**Stated problem:**
Rewrite the entries below, replacing every "keypoint" with "marker" and leaving everything else unchanged. Omit the pictures from your answer.

===== Task input

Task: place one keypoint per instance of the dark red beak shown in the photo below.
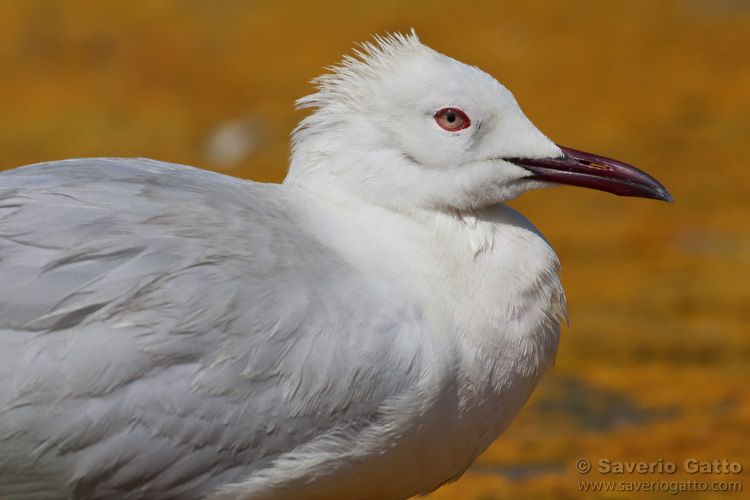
(577, 168)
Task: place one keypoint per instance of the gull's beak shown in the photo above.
(577, 168)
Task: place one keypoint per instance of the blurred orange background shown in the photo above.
(655, 364)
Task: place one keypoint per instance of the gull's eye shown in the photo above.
(452, 119)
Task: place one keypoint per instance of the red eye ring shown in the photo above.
(452, 119)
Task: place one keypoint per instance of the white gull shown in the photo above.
(363, 331)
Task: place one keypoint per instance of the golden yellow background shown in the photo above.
(655, 363)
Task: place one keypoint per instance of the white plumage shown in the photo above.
(363, 331)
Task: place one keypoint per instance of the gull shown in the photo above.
(362, 331)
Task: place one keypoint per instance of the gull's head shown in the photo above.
(406, 127)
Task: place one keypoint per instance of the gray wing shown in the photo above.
(164, 330)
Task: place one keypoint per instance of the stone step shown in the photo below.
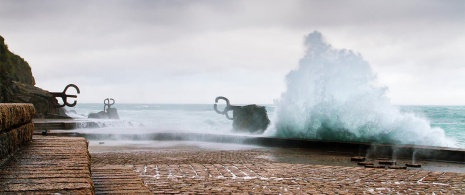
(48, 165)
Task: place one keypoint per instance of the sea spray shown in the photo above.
(334, 95)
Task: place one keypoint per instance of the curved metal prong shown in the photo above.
(71, 85)
(71, 105)
(228, 117)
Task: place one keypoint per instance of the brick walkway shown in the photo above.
(48, 165)
(117, 180)
(276, 178)
(198, 171)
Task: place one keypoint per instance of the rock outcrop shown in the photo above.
(17, 84)
(250, 118)
(16, 127)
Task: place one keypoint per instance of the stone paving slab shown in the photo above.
(186, 169)
(274, 178)
(48, 165)
(117, 180)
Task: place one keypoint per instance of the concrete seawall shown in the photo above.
(16, 127)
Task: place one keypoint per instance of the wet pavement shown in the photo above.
(199, 168)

==========

**Finished exercise:**
Task: place one marker per instance of the dark red beak shown in the photo below.
(577, 168)
Task: place one marker per instance of the gull's beak shown in the photo above.
(577, 168)
Task: place one marker per instance of the blurred orange background shown in the photo above.
(655, 364)
Task: place one marker per instance of the gull's eye shown in the photo above.
(452, 119)
Task: place one marker per instance of the red eye ring shown in the photo above.
(452, 119)
Task: place one marker per instance of the white gull shown in the photo above.
(363, 331)
Task: place one marker per instance of the golden yellow background shown in the photo above.
(655, 363)
Task: place one marker per instance of the white plumage shown in the photo above.
(363, 331)
Task: place one marker per instance of the gull shown in the photo above.
(362, 331)
Task: place one marker per instance of the gull's head shown in the photo above.
(406, 127)
Task: place one marker per instance of the gray wing shown in the photo above.
(164, 330)
Task: place one marker per instance of the stone step shown in the photo below.
(48, 165)
Task: place one marker per instance of the sea spray shown in the photo above.
(334, 95)
Task: place one marker per instance of the curved metal prong shown in the photo above.
(71, 85)
(71, 105)
(228, 117)
Task: place one marker per instance of the brick walkway shown in the photo above.
(48, 165)
(117, 180)
(276, 178)
(198, 171)
Task: place one marker per instance of the rock outcrop shown in the photo above.
(17, 84)
(250, 118)
(16, 127)
Task: place one marker per instance of the stone paving slab shown in the photo above.
(186, 169)
(274, 178)
(48, 165)
(117, 180)
Task: place one marker per instance of the concrete seawall shown in the photo above.
(16, 127)
Task: place one marker per instance of the wet pavement shown in the photo above.
(199, 168)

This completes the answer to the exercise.